Saved entries
** Begin **
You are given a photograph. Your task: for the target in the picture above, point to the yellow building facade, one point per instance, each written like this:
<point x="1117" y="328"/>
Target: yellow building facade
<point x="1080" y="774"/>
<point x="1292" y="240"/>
** End **
** Begin **
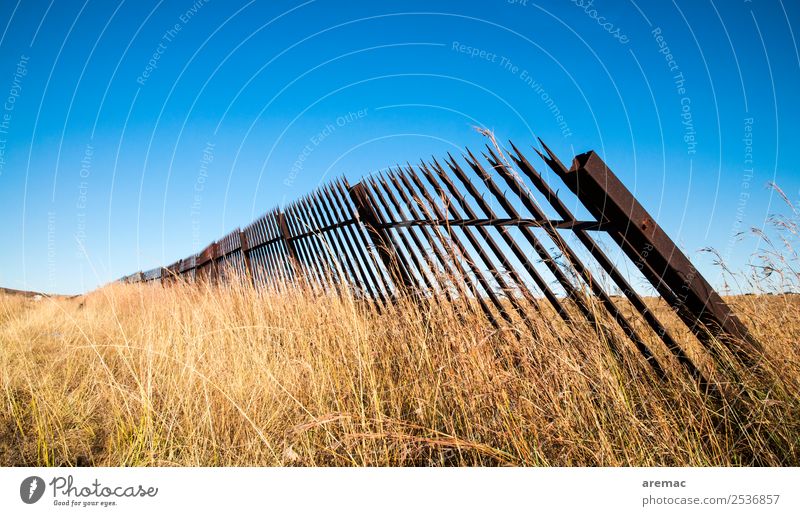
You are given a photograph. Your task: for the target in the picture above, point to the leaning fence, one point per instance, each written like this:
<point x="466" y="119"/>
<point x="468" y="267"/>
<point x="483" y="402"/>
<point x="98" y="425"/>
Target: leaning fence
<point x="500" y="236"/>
** End **
** Begin **
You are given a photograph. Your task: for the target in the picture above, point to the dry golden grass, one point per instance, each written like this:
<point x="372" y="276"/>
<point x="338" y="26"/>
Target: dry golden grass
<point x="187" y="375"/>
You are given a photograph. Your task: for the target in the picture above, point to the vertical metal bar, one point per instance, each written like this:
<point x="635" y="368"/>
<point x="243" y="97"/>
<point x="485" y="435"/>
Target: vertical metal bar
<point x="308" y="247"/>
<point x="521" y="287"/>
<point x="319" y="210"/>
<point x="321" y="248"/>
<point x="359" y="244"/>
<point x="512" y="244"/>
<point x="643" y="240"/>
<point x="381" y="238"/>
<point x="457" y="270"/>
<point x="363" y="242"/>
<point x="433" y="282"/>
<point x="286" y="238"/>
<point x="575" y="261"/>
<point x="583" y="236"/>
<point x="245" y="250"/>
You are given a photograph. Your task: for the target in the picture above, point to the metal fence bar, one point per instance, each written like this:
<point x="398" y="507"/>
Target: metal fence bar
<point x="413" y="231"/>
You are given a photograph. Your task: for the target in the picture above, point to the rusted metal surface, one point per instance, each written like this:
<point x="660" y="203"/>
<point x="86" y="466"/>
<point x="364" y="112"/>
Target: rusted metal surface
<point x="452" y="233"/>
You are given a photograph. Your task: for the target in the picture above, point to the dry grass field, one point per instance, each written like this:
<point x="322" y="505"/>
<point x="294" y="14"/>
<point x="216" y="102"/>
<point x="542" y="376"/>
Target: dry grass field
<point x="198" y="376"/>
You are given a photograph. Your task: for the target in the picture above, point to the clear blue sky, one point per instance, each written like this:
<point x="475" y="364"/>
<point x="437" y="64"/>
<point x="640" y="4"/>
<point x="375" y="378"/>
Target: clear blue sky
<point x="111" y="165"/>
** End **
*EXERCISE DETAILS*. How many lines in the records contain the string "leaning"? Matching is case-sensitive; reply with the number only.

*FINISHED EXERCISE*. 2